*Exercise input*

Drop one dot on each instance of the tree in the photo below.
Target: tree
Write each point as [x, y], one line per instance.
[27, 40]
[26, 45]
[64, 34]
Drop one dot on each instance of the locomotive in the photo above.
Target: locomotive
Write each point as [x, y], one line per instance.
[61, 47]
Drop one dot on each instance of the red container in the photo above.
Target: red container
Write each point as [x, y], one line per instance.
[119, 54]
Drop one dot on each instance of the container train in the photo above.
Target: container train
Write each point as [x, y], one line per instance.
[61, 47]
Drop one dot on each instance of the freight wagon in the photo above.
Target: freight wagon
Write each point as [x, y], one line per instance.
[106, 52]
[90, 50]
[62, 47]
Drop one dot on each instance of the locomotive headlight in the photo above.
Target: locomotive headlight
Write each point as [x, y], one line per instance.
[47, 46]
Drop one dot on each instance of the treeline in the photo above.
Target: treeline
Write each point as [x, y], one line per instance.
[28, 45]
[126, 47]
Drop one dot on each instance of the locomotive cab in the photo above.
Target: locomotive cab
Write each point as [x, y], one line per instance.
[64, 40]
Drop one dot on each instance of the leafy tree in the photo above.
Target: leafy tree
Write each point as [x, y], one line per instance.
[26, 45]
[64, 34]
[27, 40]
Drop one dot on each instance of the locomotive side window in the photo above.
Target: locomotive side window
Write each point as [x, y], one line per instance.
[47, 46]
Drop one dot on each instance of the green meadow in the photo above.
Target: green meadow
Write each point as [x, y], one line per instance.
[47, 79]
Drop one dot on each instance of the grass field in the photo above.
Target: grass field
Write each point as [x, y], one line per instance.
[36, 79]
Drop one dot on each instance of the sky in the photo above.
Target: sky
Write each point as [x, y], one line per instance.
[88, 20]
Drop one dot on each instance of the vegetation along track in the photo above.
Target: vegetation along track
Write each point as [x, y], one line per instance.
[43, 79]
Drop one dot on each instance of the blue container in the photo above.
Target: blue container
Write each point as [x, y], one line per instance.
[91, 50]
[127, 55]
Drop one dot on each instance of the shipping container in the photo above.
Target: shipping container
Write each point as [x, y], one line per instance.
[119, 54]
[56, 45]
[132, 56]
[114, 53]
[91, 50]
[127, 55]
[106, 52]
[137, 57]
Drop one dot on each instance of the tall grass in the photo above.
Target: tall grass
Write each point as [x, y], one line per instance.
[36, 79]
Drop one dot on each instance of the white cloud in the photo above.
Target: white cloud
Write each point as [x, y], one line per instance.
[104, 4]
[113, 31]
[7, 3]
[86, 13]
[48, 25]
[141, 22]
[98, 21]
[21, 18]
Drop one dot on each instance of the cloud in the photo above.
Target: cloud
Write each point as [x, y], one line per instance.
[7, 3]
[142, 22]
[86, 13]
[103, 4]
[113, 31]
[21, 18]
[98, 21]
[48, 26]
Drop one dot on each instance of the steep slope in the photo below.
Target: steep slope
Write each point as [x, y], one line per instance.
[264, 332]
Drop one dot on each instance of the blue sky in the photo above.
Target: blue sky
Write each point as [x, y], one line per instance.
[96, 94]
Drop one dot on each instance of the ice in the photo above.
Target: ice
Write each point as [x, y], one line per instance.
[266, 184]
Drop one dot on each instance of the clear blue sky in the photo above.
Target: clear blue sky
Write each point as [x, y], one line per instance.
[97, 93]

*Requirement*
Reproduce the lines of the entries above exactly, but only from the line containing "Drop one dot on each instance of the white" through the final line.

*Correct answer*
Drop one dot on each instance of the white cloud in the photo above.
Target: white cloud
Write each point as [x, y], one line per instance.
[104, 4]
[113, 31]
[7, 3]
[86, 13]
[48, 25]
[141, 22]
[98, 21]
[21, 18]
Drop one dot on each instance of the cloud in the photo above.
Target: cloud
Write each point as [x, y], one line per instance.
[7, 3]
[142, 22]
[86, 13]
[103, 4]
[113, 31]
[21, 18]
[98, 21]
[48, 26]
Drop one dot on each instance of the steep slope in the photo below.
Target: steep slope
Write each point as [x, y], one line per instance.
[264, 332]
Drop one dot on each instance of the blue sky in the photo above.
Target: blue sky
Write each point as [x, y], one line per instance.
[96, 94]
Drop one dot on each instance of the ice in the photo above.
Target: ice
Write each point as [x, y], one line per instance.
[266, 184]
Drop one dot on each instance of the clear blue sky in the photo above.
Target: clear blue sky
Write each point as [x, y], one line per instance.
[97, 93]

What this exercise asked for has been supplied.